Aim of the task: Please rewrite everything from the line containing "Target object class for this labeling batch: dormer" down to the last line, keeping each line unchanged except the box coordinates, which you should scale by 0.75 and round to whole numbers, with halves rounding up. Leave the pictures out of your answer.
--- BEGIN Material ---
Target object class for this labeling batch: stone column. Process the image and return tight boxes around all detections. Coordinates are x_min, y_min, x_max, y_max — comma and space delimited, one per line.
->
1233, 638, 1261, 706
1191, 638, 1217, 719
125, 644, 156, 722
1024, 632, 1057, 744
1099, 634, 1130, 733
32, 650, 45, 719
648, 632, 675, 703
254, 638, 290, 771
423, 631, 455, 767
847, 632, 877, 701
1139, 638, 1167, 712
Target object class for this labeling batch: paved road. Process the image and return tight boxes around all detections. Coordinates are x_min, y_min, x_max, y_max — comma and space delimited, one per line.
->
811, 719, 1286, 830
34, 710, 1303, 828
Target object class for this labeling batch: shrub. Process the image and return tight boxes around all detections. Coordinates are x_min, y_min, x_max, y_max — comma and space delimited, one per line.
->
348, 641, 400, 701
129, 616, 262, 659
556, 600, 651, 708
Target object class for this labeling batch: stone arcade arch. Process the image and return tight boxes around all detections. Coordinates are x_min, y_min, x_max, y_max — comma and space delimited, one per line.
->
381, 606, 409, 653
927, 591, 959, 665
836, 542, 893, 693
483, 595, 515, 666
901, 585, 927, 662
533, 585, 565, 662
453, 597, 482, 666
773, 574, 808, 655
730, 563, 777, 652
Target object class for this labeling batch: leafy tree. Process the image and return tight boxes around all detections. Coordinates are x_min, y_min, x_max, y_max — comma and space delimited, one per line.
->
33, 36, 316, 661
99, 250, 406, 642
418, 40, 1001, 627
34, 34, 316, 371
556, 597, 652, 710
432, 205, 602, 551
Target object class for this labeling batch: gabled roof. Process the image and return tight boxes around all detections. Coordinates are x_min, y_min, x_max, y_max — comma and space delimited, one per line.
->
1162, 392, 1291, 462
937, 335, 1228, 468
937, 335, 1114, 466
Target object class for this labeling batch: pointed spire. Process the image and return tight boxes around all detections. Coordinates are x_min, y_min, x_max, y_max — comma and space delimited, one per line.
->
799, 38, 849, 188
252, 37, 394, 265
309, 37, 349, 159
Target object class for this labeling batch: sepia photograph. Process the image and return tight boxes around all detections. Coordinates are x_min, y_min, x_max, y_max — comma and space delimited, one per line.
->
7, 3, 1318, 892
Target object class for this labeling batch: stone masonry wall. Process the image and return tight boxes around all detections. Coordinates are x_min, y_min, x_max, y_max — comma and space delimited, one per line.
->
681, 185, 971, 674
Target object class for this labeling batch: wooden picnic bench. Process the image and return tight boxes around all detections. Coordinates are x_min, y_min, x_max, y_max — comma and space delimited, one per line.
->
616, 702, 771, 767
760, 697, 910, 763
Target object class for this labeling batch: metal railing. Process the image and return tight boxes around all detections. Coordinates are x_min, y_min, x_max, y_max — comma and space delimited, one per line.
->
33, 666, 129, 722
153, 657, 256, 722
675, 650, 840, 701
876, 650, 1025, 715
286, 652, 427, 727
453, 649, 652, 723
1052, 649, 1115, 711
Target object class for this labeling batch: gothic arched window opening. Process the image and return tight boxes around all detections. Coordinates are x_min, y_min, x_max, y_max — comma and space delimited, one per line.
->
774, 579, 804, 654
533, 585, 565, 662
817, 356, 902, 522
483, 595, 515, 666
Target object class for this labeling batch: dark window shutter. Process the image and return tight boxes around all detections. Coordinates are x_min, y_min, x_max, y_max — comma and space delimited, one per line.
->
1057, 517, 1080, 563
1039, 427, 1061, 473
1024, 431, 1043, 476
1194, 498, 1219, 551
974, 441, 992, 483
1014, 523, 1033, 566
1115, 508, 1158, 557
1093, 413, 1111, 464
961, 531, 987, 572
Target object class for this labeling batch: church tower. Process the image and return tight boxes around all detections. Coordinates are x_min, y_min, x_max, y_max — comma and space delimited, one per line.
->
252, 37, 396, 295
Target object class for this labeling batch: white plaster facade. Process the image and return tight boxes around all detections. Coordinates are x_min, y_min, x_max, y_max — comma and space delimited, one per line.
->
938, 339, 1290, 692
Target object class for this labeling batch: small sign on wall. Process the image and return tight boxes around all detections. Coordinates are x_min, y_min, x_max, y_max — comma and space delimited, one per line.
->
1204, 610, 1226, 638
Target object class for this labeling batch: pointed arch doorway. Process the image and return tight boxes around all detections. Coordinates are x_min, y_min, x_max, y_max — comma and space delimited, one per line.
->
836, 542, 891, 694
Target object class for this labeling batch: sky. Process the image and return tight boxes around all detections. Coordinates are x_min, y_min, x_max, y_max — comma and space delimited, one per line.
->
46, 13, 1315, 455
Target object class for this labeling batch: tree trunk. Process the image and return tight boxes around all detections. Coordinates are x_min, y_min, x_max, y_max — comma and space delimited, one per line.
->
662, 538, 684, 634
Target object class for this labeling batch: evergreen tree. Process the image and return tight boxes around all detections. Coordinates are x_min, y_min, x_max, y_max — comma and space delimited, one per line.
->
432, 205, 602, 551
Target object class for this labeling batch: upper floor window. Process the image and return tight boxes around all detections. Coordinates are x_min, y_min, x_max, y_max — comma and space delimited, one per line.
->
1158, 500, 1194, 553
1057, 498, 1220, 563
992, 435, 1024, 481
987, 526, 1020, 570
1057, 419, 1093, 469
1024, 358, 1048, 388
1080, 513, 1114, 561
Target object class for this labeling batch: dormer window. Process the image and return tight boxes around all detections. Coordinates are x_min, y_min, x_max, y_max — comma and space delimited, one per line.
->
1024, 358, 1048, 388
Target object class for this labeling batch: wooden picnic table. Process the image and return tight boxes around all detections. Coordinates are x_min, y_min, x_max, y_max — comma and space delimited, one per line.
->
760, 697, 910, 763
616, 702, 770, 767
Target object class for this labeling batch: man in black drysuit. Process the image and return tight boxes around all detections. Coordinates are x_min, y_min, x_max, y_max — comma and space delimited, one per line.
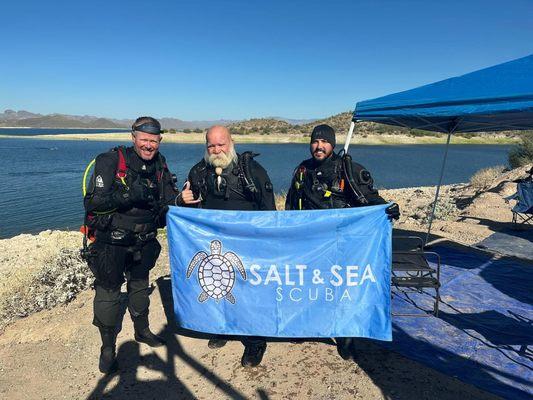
--- END Material ---
The solution:
Target object class for this labeling batch: dormer window. Process the image and return tight boxes around all detections. Coordinates are x_min, y_min, x_max, y_max — comma and space delimited, one per line.
->
768, 269, 786, 291
Target object class for this labeling batch: wooden picnic table. Process the image and return tight boxes around all detections. Coordinates are x_min, y_min, x_max, y_max — comma and space delimited, one per line.
->
570, 523, 683, 572
462, 527, 578, 575
Target object class for this labeling batch: man in black drysuit. Process the image and return tight boxes around all detections. Coordinates are x_min, y_min, x_max, y_max — comma and space delimited, one per line.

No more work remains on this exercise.